- EXTRACTED ENTRIES:
##########
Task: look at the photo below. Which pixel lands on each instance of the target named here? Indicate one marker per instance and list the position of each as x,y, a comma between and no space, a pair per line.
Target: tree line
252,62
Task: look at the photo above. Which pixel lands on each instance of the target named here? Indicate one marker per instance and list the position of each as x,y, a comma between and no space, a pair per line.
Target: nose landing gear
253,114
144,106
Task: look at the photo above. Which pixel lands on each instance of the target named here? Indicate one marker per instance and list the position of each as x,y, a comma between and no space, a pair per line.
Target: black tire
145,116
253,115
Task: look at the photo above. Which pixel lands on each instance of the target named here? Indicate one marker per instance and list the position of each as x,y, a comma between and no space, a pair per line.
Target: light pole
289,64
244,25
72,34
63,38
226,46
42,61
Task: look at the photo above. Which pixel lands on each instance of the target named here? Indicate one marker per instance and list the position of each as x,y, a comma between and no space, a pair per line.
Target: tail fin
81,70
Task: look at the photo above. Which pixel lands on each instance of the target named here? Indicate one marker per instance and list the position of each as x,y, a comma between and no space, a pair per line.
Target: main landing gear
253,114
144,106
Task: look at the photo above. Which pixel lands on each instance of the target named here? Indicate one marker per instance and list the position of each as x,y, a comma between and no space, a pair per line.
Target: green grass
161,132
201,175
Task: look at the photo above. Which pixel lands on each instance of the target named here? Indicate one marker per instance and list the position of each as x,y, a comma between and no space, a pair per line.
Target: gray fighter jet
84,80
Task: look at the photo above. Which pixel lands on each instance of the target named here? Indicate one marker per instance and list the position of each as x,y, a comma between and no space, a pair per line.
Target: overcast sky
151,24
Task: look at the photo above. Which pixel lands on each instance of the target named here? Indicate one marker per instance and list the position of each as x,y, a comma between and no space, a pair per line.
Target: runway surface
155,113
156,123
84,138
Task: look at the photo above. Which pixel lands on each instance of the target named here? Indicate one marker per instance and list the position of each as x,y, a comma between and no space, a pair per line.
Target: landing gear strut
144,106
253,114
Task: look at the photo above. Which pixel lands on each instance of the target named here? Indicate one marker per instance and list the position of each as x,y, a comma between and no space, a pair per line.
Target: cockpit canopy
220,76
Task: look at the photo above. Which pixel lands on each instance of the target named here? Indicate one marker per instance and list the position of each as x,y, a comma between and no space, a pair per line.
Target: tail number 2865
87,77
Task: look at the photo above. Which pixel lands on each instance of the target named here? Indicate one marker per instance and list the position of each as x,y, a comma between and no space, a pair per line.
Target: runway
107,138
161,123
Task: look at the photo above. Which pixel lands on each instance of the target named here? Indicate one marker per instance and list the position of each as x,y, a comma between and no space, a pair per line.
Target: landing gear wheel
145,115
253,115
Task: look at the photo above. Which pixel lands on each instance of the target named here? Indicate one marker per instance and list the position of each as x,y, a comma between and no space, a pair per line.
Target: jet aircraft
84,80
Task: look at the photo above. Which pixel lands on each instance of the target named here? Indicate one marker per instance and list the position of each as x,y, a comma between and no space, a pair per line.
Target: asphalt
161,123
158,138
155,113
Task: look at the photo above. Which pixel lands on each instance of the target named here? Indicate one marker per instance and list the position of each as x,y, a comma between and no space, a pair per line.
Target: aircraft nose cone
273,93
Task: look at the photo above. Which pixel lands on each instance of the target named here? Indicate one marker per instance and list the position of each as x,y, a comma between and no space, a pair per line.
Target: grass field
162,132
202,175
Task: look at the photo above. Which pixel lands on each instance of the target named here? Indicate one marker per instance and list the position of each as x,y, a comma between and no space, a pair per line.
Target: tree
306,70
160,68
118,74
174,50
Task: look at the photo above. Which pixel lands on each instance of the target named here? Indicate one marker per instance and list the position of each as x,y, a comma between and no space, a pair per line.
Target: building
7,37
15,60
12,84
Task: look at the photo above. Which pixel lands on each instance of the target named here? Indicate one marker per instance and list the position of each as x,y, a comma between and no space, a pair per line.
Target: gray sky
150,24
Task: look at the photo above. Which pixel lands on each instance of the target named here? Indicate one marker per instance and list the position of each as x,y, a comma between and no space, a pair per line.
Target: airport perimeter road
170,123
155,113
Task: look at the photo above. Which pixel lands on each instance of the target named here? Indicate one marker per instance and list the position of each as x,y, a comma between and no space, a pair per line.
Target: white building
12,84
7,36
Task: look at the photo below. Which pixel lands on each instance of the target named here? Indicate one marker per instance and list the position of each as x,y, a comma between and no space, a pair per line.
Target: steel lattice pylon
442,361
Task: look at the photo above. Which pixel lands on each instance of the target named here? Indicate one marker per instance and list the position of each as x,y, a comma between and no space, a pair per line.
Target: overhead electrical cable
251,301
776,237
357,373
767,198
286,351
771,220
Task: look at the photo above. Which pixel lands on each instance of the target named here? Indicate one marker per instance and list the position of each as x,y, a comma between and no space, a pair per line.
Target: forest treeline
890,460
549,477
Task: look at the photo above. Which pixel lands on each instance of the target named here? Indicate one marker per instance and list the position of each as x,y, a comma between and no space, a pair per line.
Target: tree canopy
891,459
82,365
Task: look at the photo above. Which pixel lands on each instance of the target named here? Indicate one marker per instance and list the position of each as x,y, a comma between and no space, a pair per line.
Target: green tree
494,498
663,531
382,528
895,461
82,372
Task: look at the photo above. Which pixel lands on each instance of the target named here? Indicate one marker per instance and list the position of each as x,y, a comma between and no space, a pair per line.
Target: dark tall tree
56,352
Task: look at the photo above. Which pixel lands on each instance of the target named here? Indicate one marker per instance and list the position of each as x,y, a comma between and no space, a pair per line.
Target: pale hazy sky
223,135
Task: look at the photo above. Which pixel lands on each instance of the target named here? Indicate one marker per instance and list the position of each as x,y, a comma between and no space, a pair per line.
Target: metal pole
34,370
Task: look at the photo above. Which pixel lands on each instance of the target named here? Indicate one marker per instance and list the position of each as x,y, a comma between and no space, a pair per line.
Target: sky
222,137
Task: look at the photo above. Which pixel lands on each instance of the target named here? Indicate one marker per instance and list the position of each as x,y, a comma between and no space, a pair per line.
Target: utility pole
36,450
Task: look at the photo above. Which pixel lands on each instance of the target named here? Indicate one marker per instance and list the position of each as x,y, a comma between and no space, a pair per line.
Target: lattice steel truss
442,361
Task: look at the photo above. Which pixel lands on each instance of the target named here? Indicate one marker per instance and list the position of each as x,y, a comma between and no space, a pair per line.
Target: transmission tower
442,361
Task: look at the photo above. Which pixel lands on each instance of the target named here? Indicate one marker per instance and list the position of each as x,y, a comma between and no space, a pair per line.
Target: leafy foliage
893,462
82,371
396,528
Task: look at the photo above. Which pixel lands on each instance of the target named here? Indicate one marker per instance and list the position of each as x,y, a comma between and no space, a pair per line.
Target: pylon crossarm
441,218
##########
- YOUR INSTRUCTIONS: Output all records exactly, with nothing added or dropped.

- RESULT FOR THIS EXERCISE:
Task: look at the photo below. Which pixel lands on each instance of the target named here? Indicate one marker per instance and list the position of each as x,y, a comma between and no space, a pair per line.
Target: tree line
252,62
Task: look at the photo above. Which pixel lands on each instance of the target named here? Indicate one marker per instance and list the position of each as x,y, a comma between and no space, a pair per line.
Target: nose landing gear
253,114
144,106
Task: look at the photo above. Which pixel lands on each instance of the target named here? Indicate one marker per instance and list the position of each as x,y, a comma between and no space, a pair per line.
Target: black tire
145,116
253,115
Task: look at the photo above. Which pixel lands on each instance of the target named here? Indicate one marker per instance and list the position of each as x,y, a comma between and no space, a pair per line.
Target: light pole
289,64
244,25
72,34
63,38
226,46
42,61
Task: look at the photo above. Which pixel lands on each instance of the target named here? Indicate one marker per instance and list the position of each as x,y, a comma between and no space, a pair per line.
Target: tail fin
81,70
Task: look at the photo above. Which pixel lands on each instance of the target named here? Indicate one marker per instance and list the position of each as x,y, a comma between and no space, a pair per line.
Target: main landing gear
253,114
144,106
Task: look at the photo above. Which pixel lands on each instance of the target named here? Indicate one marker per instance and list the position of each as x,y, a comma between and no space, a pair per line.
Target: green grass
161,132
201,175
Task: look at the photo above. Which pixel lands on each instance of the target named here? Indicate one marker per instance and list the position of each as x,y, a comma between and no space, a pair per line.
Target: gray fighter jet
84,80
Task: look at the photo above. Which pixel lands on each instance of the target named here? Indicate one marker per instance and list the position of each as x,y, a comma between and no space, a pair per line.
Target: overcast sky
151,24
Task: look at the photo above. Which pixel lands on each instance of the target named here? Indicate one marker per instance and list the position of each as x,y, a comma between and no space, a pair per line.
Target: runway surface
155,113
156,123
84,138
Task: look at the photo above. Which pixel lands on each instance of the target named here? Indicate one marker per instance and list the position of each as x,y, a comma between and no space, a pair per line.
Target: landing gear strut
144,106
253,114
Task: look at the photo above. Which pixel lands on each instance of the target named here? Indicate one marker per instance and list the position of each as x,y, a comma between and no space, a pair per line.
Target: cockpit canopy
220,76
Task: look at the photo above. Which pixel lands on each instance of the target named here? Indicate one marker per instance and list the position of each as x,y, a comma between and no space, a pair per line.
Target: tail number 2865
87,77
Task: look at the photo above. Which pixel lands on each instance of the target named here? Indicate one marker per instance and list the position of each as x,y, a comma between and no space, a pair per line.
Target: runway
107,138
161,123
Task: look at the photo above. Which pixel lands on each instance of the target named here? Indicate one marker per instance and list the position of each as x,y, a comma between and no space, a pair per line.
Target: landing gear wheel
145,115
253,115
Task: look at the photo above. Which pixel lands on each instance of the target named here? Indicate one marker per instance and list the position of each as x,y, a comma between and no space, a pair per line.
Target: jet aircraft
84,80
Task: look at the photo above. Which pixel lands on each instance of the target named here? Indicate one marker per instance and list the position of each as x,y, a comma between and no space, a pair per line.
Target: asphalt
161,123
158,138
155,113
Task: look at the photo above. Which pixel lands on each instance of the target named here? Indicate one marker per instance and list the position of each as x,y, a comma between and no space, a pair per line.
Target: aircraft nose cone
273,93
Task: look at the photo above. Which pixel lands on each instance of the target named here? Indicate one marker per instance and list the position of each as x,y, a comma between and no space, a pair per line.
Target: grass field
162,132
202,175
Task: look at the photo above. Which pixel lands on each instance of the target named here? Indicate one marker per instance and list the position of each as x,y, a comma between and no space, a pair per line.
Target: tree
306,70
160,68
118,74
174,50
Task: look at the photo above. Which pixel lands on each instance of the target named here? Indicate one marker per instance and list the position of each as x,y, a comma between and no space, a pair per line.
Target: building
7,37
15,60
12,84
Task: look at the photo above. Which pixel lands on each instance of the target named here? Indicate one marker per instance and list the position of each as x,y, a comma between and no space, a pair per line.
Target: gray sky
150,24
Task: look at the photo above. Which pixel lands on each instance of the target named here? Indicate one marker per instance and list the position of each as x,y, a comma between and no space, a pair per line.
Target: airport perimeter road
170,123
155,113
Task: look at the photo above. Which pixel lands on each instance of the target named here? Indicate one marker per instance and list the position of each as x,y, a comma between and no space, a pair per line.
Target: white building
12,84
7,36
Task: look at the photo below. Which pixel lands on each instance of the target named here? Indicate one marker per instance and list the position of each as x,y, a comma between and no space, a pair per line.
Target: steel lattice pylon
442,361
Task: look at the photo above. Which pixel lands on each instance of the target named here? Indicate one marker per instance and list the position of each as x,y, a comma between and no space, a pair per line.
Target: overhead electrical cable
251,301
776,237
357,373
767,198
286,351
771,220
Task: look at the photo above. Which pixel lands on each instance of the target named here? Indicate one marker per instance and list the position of each as x,y, a comma between and no space, a pair per line.
Target: forest treeline
890,460
549,477
Task: look at the photo above. Which pixel lands on each instance of the target named here? Indicate one marker per instance and list the position of each as x,y, a comma between and no space, a pair per line.
Target: tree canopy
891,459
82,365
Task: look at the photo above. Which pixel lands on each instance of the target named here? Indicate one marker per instance and list the position of each as x,y, a comma between and no space, a pair per line.
Target: green tree
494,498
663,531
382,528
895,461
82,372
Task: look at the photo above. Which pixel lands on each instance of the target named here? Indicate one marker per instance and list the position of each as x,y, a comma between and no space, a pair per line.
Target: dark tall tree
56,352
Task: look at the photo above. Which pixel lands on each instance of the target named here? Indicate one marker per instance and list the position of each as x,y, a comma between and no space, a pair per line.
Target: pale hazy sky
223,135
Task: look at the photo above. Which pixel lands on each instance of the target named here? Indicate one marker per instance and list the position of each as x,y, a comma between and no space, a pair per line.
Target: metal pole
34,370
Task: look at the photo above. Which pixel lands on each instance of the target named here? Indicate one marker per instance and list the position of each as x,y, a comma between and no space, a pair per line.
Target: sky
222,137
Task: look at the photo above. Which pixel lands on each instance of the target named here? Indicate one marker per instance and list the position of each as x,y, a comma between and no space, a pair per line.
Target: utility pole
36,450
Task: look at the photo above. Which pixel lands on each instance of the target named here? Indicate one marker per instance and list the position of each as x,y, a comma between and no space, a pair per line.
Target: lattice steel truss
442,361
Task: look at the photo above. Which pixel lands on each instance of the target named here? Indicate one marker per instance and list the position of each as x,y, a comma between and no space, a pair per line.
Target: transmission tower
442,361
Task: look at the photo above. Which pixel lands on each instance of the target named here? Indicate one marker per instance and list the position of each as x,y, a comma between and no space, a pair per line.
Target: leafy foliage
893,462
82,371
396,528
Task: look at the photo above. Which pixel lands on each instance of the target named here? Indicate one marker per instance and list the position of each as x,y, a comma between and no space, a pair per line.
Target: pylon crossarm
441,218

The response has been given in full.